Bloque de texto
════════════════
Vuelta a empezar. Amanece. Desde la ventana presencias la materialización de la metáfora perfecta. Esa montaña pasa de la insinuación a la explosión de formas. Escuchabas un rumor que ahora es un canto amoroso de un pájaro que saluda emperifollado al sol dándole las gracias porque le da el color al plumaje de su amada. Y tú, caprichosa, enciendes tu ordenador, miras en tu tableta si tienes mensajes, hasta que el olor a café te devuelve las sensaciones de pertenecer a un cuerpo que es el resumen de la cultura del mundo. Todos los mundos caben en un verso. Nadie podrá negar la verdad de ese chasquido de los dedos que inaugura una verbena de corcheas enloquecidas buscando las caderas de ese joven balcánico que lleva en su sangre la historia entera de la humanidad.
════════════════
Ítems listados
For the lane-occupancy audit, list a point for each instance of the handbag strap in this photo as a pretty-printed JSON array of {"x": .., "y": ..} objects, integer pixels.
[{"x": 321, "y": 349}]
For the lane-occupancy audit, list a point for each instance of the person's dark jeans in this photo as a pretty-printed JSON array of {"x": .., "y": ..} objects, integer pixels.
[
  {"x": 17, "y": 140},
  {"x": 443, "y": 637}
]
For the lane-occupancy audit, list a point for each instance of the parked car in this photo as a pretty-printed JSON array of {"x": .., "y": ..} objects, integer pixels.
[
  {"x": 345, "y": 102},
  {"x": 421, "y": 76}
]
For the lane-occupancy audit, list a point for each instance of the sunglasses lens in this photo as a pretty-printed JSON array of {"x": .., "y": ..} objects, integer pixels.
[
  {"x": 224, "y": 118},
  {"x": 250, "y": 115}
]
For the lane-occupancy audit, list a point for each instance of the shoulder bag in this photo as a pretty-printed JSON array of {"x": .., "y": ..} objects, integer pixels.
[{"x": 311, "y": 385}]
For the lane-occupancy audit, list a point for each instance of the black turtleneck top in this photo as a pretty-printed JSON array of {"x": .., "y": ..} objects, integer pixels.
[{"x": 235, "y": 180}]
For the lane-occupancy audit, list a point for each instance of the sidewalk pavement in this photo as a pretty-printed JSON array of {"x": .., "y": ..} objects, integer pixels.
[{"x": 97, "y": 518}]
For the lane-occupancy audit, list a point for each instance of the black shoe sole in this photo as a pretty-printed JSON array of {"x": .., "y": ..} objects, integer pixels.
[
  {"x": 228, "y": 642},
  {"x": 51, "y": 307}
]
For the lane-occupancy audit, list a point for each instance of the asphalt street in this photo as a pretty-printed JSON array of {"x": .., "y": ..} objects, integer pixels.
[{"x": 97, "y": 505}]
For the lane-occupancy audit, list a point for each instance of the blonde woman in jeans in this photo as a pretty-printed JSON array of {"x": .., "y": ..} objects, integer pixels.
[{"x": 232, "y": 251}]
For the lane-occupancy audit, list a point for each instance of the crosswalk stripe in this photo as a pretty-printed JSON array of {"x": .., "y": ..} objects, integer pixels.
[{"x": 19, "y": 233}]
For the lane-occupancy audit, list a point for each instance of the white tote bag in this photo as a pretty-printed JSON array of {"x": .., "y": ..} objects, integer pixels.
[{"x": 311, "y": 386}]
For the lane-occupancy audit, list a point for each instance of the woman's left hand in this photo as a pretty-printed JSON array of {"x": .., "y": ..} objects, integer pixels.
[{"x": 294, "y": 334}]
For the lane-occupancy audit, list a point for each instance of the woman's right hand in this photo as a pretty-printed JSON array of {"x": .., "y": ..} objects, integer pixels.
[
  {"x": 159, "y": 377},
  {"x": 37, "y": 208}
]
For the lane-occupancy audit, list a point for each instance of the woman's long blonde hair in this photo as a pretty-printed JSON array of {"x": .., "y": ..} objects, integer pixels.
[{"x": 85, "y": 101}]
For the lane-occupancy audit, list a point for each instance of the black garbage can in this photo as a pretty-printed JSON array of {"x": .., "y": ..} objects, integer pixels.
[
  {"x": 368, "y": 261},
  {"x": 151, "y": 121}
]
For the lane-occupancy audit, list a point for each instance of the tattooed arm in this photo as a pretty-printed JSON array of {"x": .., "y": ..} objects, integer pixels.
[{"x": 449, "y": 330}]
════════════════
Qué se pide
Continúa el texto sobre el amanecer a partir de su última frase.

Respuesta
No te despistes, ni mires al sol directamente porque la fotofobia produce tantas alucinaciones ópticas como la dexedrina. Sin lugar a dudas no puede sonar igual un saxo en el trópico que allá, en esa cabaña en los Alpes donde las águilas esperan el deshielo tejiendo bufandas con las pieles de los osos pardos. Las sociedades que miran desde ventanas de cristales dobles admiran este calor primaveral con una fe de efectos retardados. Tantas horas grises, cuando llega el sol imperioso, es recibido como un regalo racionalizado. Si el sol acude puntual todos los días parece más sencillo vivir. Y todos bailan sin actos protocolarios. Pero al final del camino, cuando se codifican esos mensajes, todos, desde el más primario hasta el que necesita de unas estructuras arquitectónicas magnificentes y poderosas, lo que queda y resalta son las huellas de lo que nos hace, es decir, la cultura.